### Text to read
In the past, supply chain was about filling orders and getting products to where they needed to be. It was a reactive process, one that provided supply in response to known demand. Performance was not based on how flexible the supply chain was to changes in demand, let alone providing input and feedback to the business as a whole. Supply chain was made up of production lines, trucks, warehouses, pallets, pick/packing, and packing slips - nothing more.

 

Fast–forward to today, and supply chain is a sophisticated and strategic function. Far from being isolated out at the landing dock, supply chain professionals work closely with the whole business. It is more proactive than reactive, always looking ahead, forecasting, and optimising safety stock. The bigger the global market becomes, the greater the emphasis on fast, consistent product and service availability. This close tie between supply chain and corporate performance provides them with the right circumstances to be a competitive advantage.

 

The opportunity for the supply chain to grow and increase its influence is significant and underway. For example, supply chain analysts traditionally used to look at forecasts or financials without much of an ability to affect either one. The advancement of skills and technology has completely changed both expectations and possibilities for what analysts can accomplish. Supply chain has evolved from an internally facing, accounting type function to a one that includes newer roles such as customer demand planning and data analytics. As a result of these changes, the field of supply chain is drawing a new and highly capable pool of talent. People from consultancy and finance/economics are moving into supply chain leadership roles in part because of the strategic, multi-national, and problem solving opportunities now associated with the field.

### Actions to take
(a) Decide whether each statement below agrees with the passage on supply chain, answering yes or no and quoting the words of the passage that settle it. (i) In the past, supply chain performance was judged by how flexibly it responded to changes in demand. (ii) Supply chain today is more proactive than reactive. (iii) People from consultancy and finance/economics are moving into supply chain leadership roles.
(b) According to the passage on supply chain, which newer roles does the field now include?

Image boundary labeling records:

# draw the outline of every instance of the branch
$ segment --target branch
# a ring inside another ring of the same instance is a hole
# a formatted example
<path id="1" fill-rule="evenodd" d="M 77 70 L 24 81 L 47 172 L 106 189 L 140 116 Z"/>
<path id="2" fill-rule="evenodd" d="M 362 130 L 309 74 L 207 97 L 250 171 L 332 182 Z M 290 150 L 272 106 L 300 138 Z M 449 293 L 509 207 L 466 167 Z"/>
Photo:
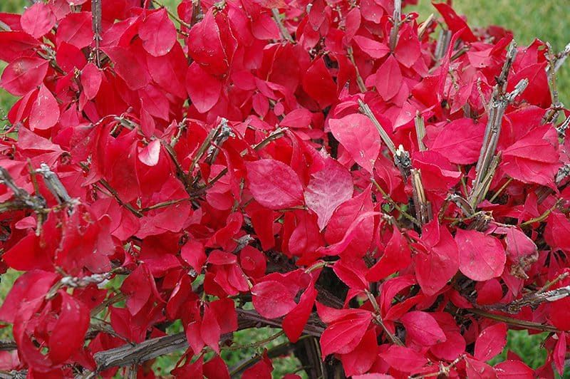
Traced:
<path id="1" fill-rule="evenodd" d="M 398 43 L 398 32 L 400 30 L 400 24 L 402 18 L 402 0 L 394 0 L 394 14 L 392 16 L 394 26 L 390 32 L 390 50 L 392 51 L 396 48 Z"/>
<path id="2" fill-rule="evenodd" d="M 268 319 L 255 311 L 237 309 L 238 330 L 259 327 L 260 325 L 281 327 L 282 318 Z M 325 330 L 325 326 L 316 317 L 309 318 L 303 333 L 318 337 Z M 229 339 L 231 335 L 222 336 L 222 339 Z M 172 336 L 151 338 L 137 344 L 126 343 L 118 348 L 100 351 L 94 355 L 97 363 L 97 373 L 112 367 L 127 367 L 139 364 L 160 355 L 188 348 L 186 334 L 178 333 Z M 95 378 L 96 373 L 86 373 L 81 378 Z"/>
<path id="3" fill-rule="evenodd" d="M 279 33 L 281 33 L 283 39 L 291 43 L 294 43 L 295 41 L 293 39 L 293 37 L 291 36 L 289 31 L 287 30 L 287 28 L 285 27 L 283 22 L 281 21 L 281 15 L 279 15 L 279 9 L 275 8 L 272 9 L 271 14 L 273 15 L 273 19 L 275 21 L 275 24 L 277 24 L 277 27 L 279 28 Z"/>
<path id="4" fill-rule="evenodd" d="M 97 67 L 101 68 L 99 44 L 101 42 L 101 0 L 92 0 L 91 13 L 93 14 L 93 29 L 95 38 L 95 61 Z"/>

### Answers per task
(a)
(i) No: "Performance was not based on how flexible the supply chain was to changes in demand"
(ii) Yes: "It is more proactive than reactive"
(iii) Yes: "People from consultancy and finance/economics are moving into supply chain leadership roles"

(b) Customer demand planning and data analytics.